List all the lines in these records that hold "Target".

> _INPUT_:
----------------
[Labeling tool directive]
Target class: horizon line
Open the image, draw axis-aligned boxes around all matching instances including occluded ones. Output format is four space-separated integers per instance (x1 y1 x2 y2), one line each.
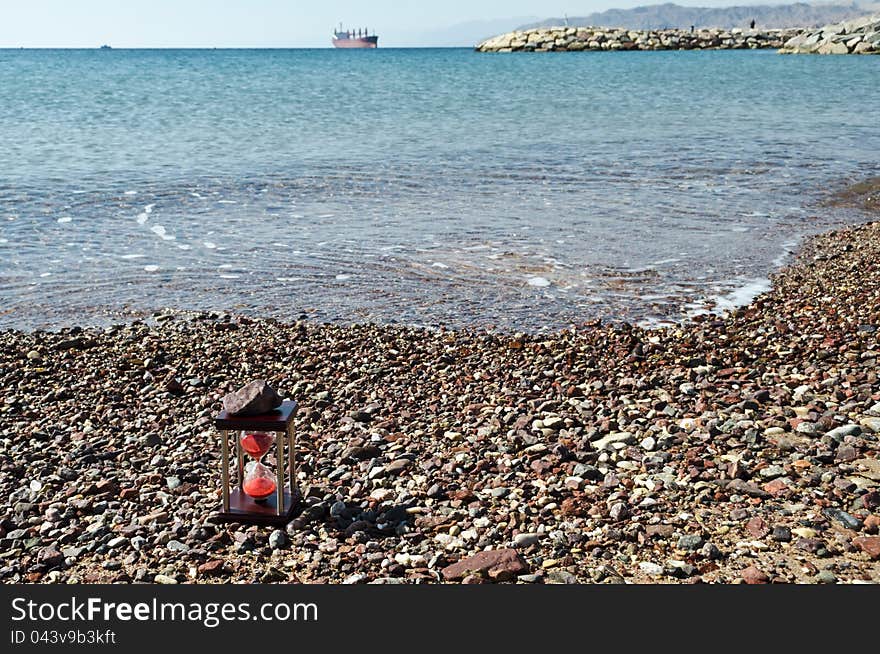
----------------
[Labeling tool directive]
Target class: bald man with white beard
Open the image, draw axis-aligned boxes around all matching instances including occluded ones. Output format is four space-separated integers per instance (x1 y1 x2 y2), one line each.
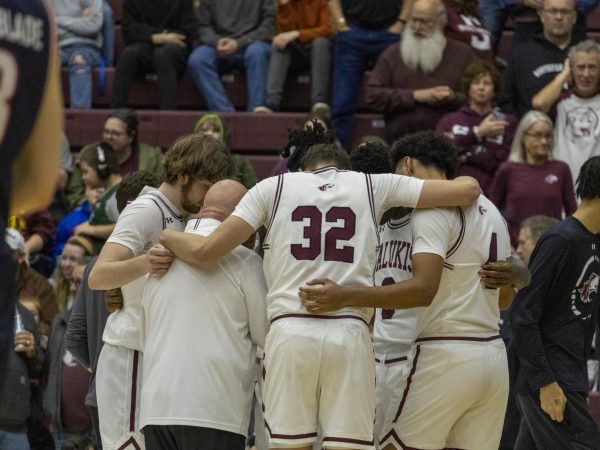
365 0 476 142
----------------
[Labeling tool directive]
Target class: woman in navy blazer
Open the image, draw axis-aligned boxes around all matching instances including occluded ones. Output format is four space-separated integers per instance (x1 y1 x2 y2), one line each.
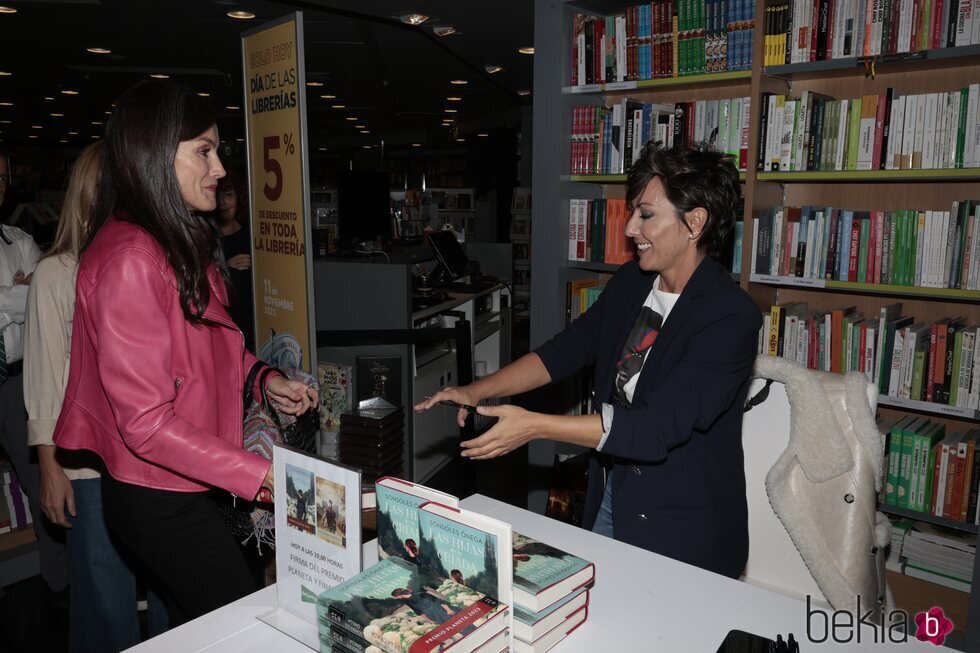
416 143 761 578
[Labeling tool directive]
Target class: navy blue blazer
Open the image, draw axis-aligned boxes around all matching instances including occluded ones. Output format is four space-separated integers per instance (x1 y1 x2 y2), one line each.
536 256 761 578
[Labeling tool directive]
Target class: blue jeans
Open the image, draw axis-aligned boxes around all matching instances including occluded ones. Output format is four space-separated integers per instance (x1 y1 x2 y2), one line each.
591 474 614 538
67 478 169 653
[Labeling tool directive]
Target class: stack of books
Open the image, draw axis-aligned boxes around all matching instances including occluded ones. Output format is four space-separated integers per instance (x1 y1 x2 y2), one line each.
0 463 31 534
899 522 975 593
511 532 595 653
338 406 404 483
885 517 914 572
----------------
> _RESPONSE TO THE EXERCISE_:
Target class: horizon line
Target class: bald man with white beard
Target class: woman in navy blazer
Target class: navy blue blazer
Target class: blue jeans
Target class: stack of books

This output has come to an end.